Extract to read:
----

I'm not particularly familiar with Weinberg, but I have a copy here. I'm looking at eq. 8.2.16 in Weinberg (p. 182). He says

P^0 = M

but I don't see a definition for "P" -- what's he use uppercase Latin for?

P0 is the time component of the 4-momentum P as measured in the rest frame.

Pete

Garth

Aug11-04, 07:30 AM

Static vs dynamic is not the point.

Can you find another reference which explicitly states that gravitational potential energy doesn't affect the (far) field? I was certainly under the impression that it did, based on a once-through reading of Schutz.

I agree that static/dynamic is not the point, which is that GR is an "improper energy theorem" (Noether's phrase) that does not in general conserve energy. It conserves energy-momentum instead. However I included those caveats because our discussion was about the Schwarzschild solution which is the strictly static and spherically symmetric case. Your example of the shell infalling is just the reverse of mine; put the energy in and wonder where it goes, take it out and wonder where it has come from! An answer is to say the gravitational field has absorbed/released the energy, to be accurate as I said before the energy-momentum vector has changed rather than the (rest) energy, i.e. mass, of each particle.

For another reference try Misner Thorne and Wheeler, Gravitation, page 655 and following. You can easily see the problem by considering their equation 25.12, the standard spherically symmetric and static line element, given that it is the external solution of the GR field equation for a static and spherically symmetric mass, it says nothing about how that mass is distributed so long as the density is just a function of r. However these references will not say, "gravitational potential energy doesn't affect the (far) field" because in GR there is no such thing as gravitational potential energy in the classical sense of the word, because curvature has replaced the concept of the gravitational force. Although for the brick, or electron sitting on your desk feels the inertial force of the desk supporting it against its 'natural' freely falling state that force does no work because your brick/electron is going nowhere! See my second question on the thread "Self Creation Cosmology - a new gravitational theory."
"According to the EEP a stationary electron on a laboratory bench is accelerating w.r.t. the local Lorentzian freely falling
inertial frame of reference. According to Maxwell's theory of electromagnetism an accelerating electric charge, such as an electron, radiates. So why doesn't it? Or, if it is thought that such an electron actually does radiate, what is the source of such radiated energy? However, note that in the preferred CoM frame of reference the electron is not accelerating."

sal

Aug11-04, 09:47 AM

P0 is the time component of the 4-momentum P as measured in the rest frame.

----

Provided information:
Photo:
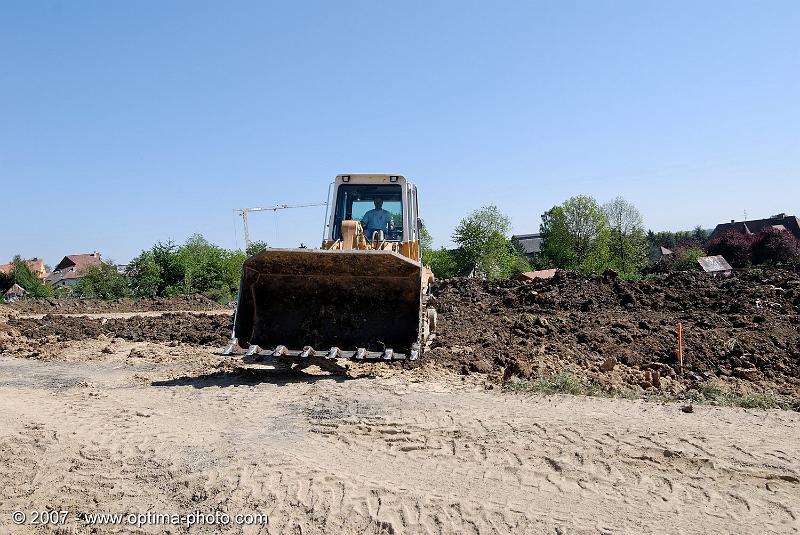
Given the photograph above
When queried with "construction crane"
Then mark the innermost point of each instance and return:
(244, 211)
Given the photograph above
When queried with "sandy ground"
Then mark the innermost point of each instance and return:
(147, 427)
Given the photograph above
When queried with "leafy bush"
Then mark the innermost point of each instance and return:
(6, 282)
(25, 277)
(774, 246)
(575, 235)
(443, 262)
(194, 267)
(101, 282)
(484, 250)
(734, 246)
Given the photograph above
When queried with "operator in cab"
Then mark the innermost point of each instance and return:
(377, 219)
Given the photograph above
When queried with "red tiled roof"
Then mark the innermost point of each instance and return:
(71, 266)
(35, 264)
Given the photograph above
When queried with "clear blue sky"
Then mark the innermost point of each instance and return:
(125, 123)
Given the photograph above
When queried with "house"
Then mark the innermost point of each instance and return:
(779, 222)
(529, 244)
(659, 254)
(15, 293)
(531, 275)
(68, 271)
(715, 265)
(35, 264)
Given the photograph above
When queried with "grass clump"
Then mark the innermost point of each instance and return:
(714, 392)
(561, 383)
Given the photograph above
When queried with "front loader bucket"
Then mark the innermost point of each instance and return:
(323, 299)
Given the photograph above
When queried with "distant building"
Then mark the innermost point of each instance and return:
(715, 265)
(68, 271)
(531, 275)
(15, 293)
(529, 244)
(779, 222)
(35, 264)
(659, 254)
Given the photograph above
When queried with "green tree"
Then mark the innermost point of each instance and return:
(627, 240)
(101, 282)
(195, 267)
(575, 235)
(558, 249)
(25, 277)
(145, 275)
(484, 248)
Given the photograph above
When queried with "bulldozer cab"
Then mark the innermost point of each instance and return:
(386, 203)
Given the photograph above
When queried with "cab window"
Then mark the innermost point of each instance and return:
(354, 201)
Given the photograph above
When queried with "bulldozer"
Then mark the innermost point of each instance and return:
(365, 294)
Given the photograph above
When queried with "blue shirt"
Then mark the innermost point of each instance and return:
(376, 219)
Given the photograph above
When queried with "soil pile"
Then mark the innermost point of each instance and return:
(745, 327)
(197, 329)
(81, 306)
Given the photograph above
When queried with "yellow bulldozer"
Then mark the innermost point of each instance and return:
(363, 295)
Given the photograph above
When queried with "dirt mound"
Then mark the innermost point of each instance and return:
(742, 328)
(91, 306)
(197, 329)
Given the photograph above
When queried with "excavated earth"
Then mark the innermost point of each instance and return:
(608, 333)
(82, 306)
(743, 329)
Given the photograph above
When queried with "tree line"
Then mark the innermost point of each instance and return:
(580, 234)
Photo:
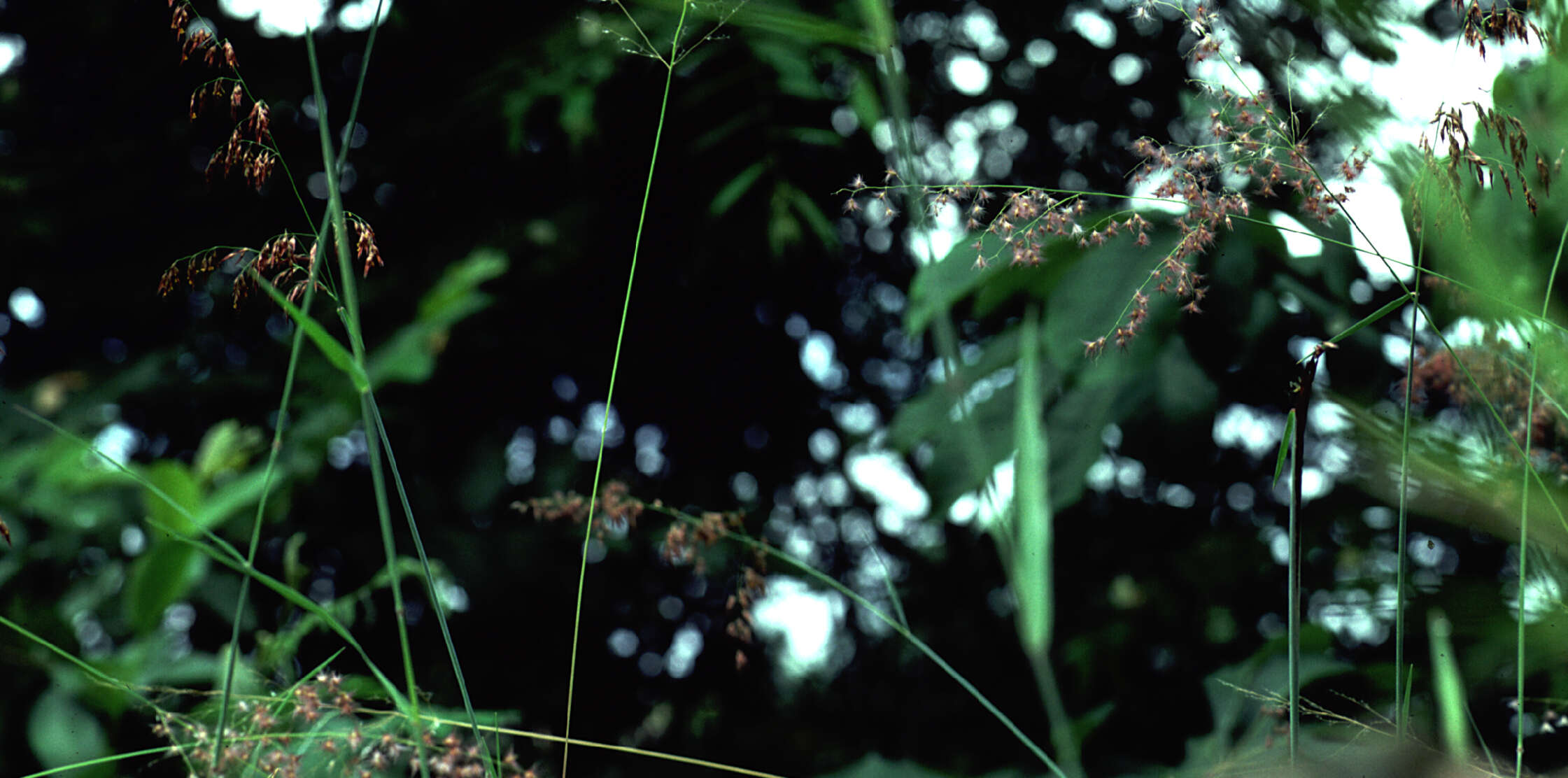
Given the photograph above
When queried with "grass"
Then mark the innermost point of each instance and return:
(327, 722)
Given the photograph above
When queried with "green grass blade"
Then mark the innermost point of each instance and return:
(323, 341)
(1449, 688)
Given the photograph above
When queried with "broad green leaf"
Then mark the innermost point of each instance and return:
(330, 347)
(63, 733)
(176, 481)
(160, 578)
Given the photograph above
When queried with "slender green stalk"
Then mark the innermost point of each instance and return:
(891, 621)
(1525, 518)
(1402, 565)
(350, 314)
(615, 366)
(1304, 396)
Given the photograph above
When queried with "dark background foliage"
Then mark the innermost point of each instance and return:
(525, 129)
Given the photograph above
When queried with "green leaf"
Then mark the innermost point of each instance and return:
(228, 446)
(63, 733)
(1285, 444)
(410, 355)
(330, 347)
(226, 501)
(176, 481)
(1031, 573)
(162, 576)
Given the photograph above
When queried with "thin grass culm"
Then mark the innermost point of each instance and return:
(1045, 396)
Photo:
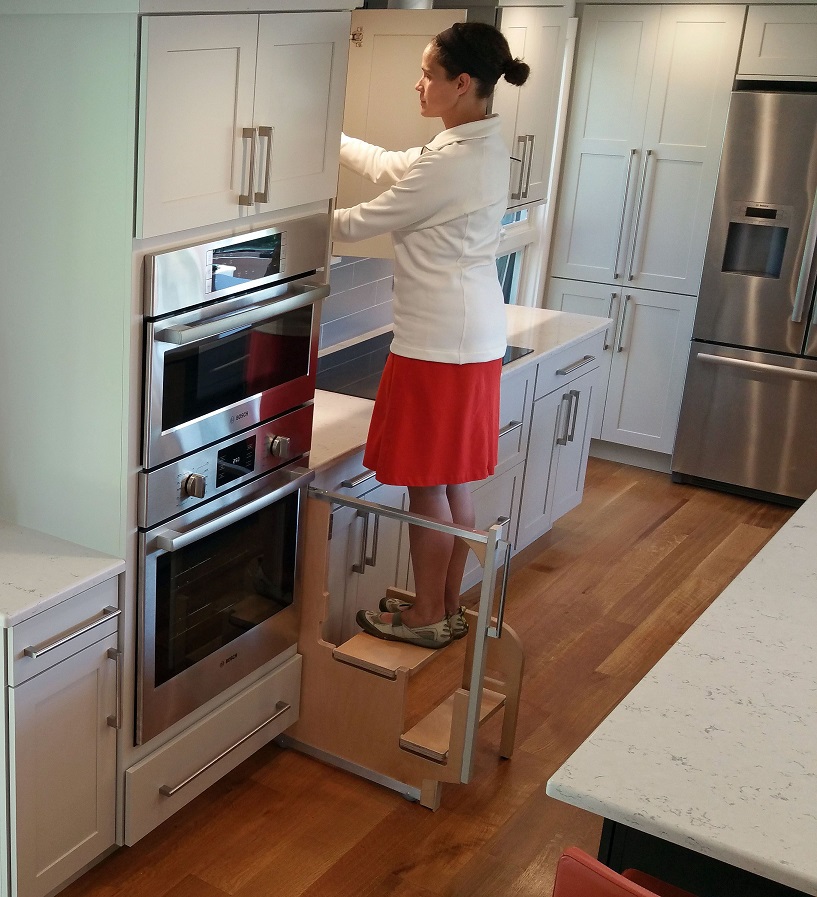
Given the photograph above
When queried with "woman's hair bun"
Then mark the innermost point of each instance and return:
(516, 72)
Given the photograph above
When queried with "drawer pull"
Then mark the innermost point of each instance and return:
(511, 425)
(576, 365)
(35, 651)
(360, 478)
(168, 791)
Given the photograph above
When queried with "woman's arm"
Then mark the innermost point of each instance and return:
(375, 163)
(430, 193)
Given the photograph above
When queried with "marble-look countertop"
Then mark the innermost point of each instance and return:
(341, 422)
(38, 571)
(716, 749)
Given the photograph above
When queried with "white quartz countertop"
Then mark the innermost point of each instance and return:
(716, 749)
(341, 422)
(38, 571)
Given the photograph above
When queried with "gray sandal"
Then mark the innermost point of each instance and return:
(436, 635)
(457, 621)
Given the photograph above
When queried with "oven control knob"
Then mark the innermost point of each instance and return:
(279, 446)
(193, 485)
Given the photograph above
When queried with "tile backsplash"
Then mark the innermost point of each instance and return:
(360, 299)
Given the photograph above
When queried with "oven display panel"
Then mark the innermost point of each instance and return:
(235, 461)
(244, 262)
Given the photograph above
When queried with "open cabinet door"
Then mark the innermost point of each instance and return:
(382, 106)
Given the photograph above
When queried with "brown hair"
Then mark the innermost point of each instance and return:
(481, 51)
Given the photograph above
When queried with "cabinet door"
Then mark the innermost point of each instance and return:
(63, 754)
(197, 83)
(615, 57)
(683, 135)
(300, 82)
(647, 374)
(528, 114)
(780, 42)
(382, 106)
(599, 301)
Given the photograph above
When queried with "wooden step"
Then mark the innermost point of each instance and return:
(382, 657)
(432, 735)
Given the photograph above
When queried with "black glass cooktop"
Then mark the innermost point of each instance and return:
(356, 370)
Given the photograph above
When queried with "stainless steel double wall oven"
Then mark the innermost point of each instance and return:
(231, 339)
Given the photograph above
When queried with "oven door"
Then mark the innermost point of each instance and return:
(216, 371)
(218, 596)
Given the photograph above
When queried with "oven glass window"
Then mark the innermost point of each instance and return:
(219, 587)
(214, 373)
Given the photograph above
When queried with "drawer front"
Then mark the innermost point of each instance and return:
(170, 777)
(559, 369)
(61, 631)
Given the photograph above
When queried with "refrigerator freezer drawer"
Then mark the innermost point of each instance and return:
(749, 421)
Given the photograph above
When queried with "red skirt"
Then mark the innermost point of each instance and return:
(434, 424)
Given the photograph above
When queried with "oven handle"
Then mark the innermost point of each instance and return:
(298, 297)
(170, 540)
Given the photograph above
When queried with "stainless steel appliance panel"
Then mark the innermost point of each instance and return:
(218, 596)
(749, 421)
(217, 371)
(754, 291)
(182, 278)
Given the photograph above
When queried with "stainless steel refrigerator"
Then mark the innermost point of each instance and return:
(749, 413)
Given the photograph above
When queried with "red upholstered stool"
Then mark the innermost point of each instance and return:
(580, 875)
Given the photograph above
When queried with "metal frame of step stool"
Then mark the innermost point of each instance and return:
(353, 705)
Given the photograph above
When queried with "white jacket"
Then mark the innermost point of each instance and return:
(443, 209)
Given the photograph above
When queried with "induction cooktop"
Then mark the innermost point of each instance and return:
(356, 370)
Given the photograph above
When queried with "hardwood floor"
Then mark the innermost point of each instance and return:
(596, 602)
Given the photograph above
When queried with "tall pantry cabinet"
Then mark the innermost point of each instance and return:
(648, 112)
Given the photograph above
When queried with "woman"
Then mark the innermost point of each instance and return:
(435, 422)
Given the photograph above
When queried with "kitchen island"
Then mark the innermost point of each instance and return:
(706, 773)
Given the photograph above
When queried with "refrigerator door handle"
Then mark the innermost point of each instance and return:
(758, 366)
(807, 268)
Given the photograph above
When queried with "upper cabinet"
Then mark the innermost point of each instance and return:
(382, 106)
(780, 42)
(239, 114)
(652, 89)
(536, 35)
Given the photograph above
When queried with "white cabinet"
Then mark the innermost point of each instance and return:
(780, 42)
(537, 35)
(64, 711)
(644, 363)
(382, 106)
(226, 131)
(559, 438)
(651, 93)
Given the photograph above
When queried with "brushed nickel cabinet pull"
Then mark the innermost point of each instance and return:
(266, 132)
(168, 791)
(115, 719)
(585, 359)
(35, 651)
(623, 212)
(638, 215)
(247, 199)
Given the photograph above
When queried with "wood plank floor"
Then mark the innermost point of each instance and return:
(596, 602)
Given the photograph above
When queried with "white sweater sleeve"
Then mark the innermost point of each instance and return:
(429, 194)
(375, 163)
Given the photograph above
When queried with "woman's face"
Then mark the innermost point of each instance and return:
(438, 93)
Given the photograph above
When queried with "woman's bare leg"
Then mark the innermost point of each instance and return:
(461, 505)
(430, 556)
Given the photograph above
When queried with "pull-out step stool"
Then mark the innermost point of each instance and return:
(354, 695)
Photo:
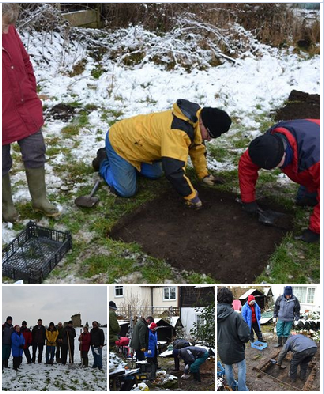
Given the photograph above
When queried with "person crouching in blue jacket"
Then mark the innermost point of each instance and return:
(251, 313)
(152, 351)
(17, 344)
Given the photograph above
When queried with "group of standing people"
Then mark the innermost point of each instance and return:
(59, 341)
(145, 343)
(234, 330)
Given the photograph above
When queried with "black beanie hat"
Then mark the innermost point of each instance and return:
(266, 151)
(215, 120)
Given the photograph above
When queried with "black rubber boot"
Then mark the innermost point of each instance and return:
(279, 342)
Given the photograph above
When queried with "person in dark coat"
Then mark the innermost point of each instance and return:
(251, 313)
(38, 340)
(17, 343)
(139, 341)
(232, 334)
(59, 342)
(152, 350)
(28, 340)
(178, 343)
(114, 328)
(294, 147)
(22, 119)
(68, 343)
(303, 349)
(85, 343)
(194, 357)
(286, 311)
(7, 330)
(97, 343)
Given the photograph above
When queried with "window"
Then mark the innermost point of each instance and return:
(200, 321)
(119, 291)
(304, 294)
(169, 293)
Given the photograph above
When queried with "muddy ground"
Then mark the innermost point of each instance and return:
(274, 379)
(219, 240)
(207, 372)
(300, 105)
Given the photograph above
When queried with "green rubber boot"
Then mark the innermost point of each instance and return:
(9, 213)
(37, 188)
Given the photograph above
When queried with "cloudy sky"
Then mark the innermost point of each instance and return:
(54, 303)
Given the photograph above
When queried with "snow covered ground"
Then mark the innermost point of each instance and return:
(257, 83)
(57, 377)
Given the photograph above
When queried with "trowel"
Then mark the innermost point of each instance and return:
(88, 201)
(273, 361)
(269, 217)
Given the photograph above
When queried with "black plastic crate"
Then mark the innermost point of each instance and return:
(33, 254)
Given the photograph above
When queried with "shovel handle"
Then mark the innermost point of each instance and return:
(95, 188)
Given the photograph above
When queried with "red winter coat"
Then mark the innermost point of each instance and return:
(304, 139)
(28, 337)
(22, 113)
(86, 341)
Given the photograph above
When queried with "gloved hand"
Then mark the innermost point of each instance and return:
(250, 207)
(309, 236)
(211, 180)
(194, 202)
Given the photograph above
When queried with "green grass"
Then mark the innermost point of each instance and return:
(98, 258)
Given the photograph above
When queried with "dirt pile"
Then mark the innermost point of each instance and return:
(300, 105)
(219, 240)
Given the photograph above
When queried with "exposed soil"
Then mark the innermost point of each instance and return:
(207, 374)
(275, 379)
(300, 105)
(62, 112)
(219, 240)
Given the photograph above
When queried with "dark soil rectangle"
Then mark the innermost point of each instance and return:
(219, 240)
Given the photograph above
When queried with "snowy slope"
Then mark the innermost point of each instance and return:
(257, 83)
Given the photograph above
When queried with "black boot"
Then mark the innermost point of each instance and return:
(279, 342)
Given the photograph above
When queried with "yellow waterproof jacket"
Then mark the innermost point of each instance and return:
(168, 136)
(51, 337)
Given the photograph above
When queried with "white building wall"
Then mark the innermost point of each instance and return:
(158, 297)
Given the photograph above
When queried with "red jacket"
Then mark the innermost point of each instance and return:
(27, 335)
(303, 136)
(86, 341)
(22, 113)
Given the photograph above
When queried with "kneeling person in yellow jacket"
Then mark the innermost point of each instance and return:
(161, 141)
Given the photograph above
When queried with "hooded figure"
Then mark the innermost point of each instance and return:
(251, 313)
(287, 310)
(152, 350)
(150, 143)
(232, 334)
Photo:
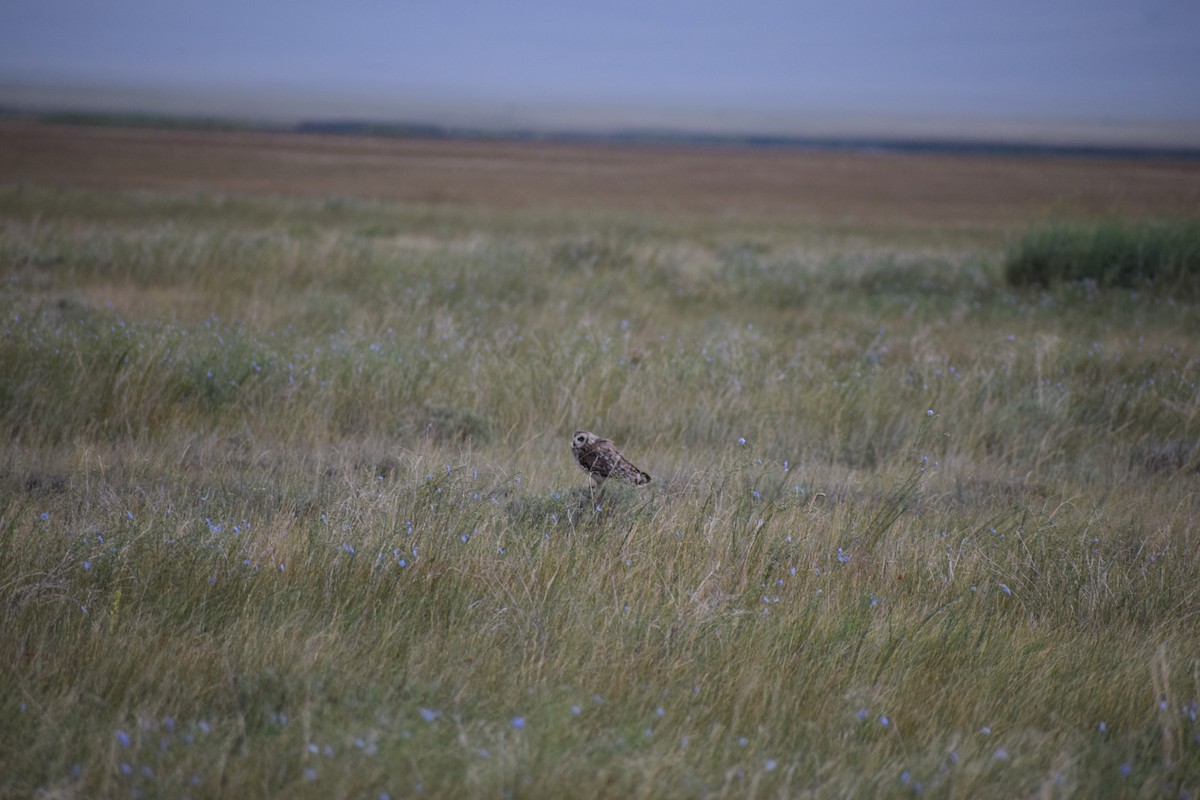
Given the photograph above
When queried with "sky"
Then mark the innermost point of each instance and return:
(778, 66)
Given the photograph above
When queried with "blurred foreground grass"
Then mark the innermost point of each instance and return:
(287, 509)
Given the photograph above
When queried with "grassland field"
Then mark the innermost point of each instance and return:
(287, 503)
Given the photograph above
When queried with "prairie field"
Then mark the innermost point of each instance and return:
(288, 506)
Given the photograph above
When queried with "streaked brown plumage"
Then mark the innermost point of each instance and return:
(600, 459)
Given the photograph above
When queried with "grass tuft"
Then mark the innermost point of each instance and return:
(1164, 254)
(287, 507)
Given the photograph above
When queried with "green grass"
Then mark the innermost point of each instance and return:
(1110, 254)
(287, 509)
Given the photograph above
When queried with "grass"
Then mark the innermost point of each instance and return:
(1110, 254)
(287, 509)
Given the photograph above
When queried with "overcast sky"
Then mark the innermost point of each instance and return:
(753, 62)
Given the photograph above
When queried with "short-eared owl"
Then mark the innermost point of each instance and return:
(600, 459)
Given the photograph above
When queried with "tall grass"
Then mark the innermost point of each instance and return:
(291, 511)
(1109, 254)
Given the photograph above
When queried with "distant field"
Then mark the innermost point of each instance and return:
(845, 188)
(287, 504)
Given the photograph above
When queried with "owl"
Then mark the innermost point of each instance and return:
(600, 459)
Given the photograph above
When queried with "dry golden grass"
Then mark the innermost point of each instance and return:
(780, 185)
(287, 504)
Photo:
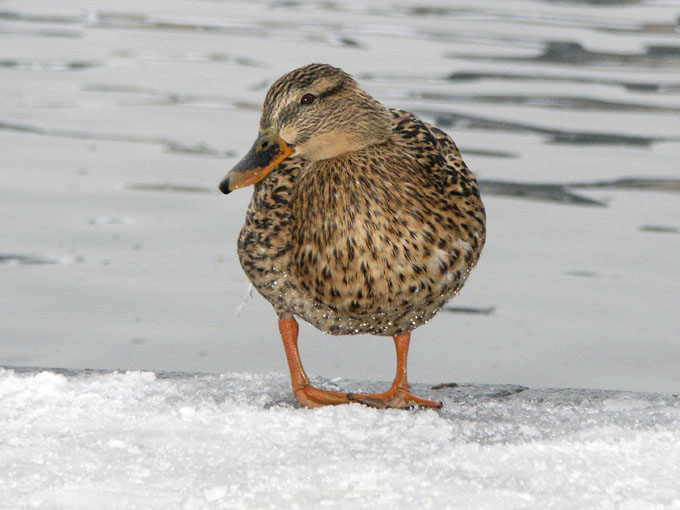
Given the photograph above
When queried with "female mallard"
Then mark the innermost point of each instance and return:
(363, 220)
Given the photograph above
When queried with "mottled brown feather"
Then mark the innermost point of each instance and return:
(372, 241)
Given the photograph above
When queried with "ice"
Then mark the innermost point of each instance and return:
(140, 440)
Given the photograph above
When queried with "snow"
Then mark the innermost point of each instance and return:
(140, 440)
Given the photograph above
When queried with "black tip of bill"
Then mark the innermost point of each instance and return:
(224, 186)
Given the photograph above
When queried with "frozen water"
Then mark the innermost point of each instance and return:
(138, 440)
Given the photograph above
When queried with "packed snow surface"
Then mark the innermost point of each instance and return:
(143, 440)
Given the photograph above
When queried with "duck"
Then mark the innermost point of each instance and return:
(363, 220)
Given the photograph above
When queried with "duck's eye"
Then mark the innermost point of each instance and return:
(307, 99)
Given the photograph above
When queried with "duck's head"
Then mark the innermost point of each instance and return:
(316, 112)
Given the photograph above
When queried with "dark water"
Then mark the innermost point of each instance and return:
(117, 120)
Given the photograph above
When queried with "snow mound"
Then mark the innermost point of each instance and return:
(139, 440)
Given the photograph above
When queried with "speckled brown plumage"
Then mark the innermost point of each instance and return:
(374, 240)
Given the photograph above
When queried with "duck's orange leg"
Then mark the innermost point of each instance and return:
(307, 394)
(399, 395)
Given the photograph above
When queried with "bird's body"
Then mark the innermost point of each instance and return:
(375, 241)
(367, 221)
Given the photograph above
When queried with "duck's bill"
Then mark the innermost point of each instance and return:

----

Aim: Transcribe verbatim the passage of the physics forum thread starting with "I'm not particularly" and going on through "uppercase Latin for?".

Exercise result:
I'm not particularly familiar with Weinberg, but I have a copy here. I'm looking at eq. 8.2.16 in Weinberg (p. 182). He says

P^0 = M

but I don't see a definition for "P" -- what's he use uppercase Latin for?